Format the lines below as a JSON list of strings, one string per line, with blank lines omitted.

===== Provided records

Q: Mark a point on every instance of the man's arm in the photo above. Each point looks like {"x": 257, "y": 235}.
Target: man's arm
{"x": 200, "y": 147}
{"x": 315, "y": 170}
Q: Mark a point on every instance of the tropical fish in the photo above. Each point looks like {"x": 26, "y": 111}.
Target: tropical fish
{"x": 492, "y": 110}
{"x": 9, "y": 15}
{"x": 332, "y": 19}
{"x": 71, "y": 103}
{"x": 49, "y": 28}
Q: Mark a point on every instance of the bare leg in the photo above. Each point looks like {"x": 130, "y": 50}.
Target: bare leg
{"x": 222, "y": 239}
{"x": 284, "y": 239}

==========

__Response to the task__.
[
  "Q: Mark a point on every instance of the man's arm in the photo above. Each point looks like {\"x\": 257, \"y\": 235}.",
  "Target: man's arm",
  "{\"x\": 200, \"y\": 147}",
  "{\"x\": 315, \"y\": 170}",
  "Q: Mark a point on every instance of the tropical fish in the photo above. Each point looks like {\"x\": 26, \"y\": 111}.",
  "Target: tropical fish",
  "{\"x\": 492, \"y\": 110}",
  "{\"x\": 9, \"y\": 15}",
  "{\"x\": 332, \"y\": 19}",
  "{\"x\": 71, \"y\": 103}",
  "{\"x\": 49, \"y\": 28}",
  "Q: Mark a point on every instance of the bare leg in the photo above. Each point looks like {\"x\": 130, \"y\": 50}.",
  "Target: bare leg",
  "{\"x\": 222, \"y\": 239}",
  "{\"x\": 284, \"y\": 239}"
]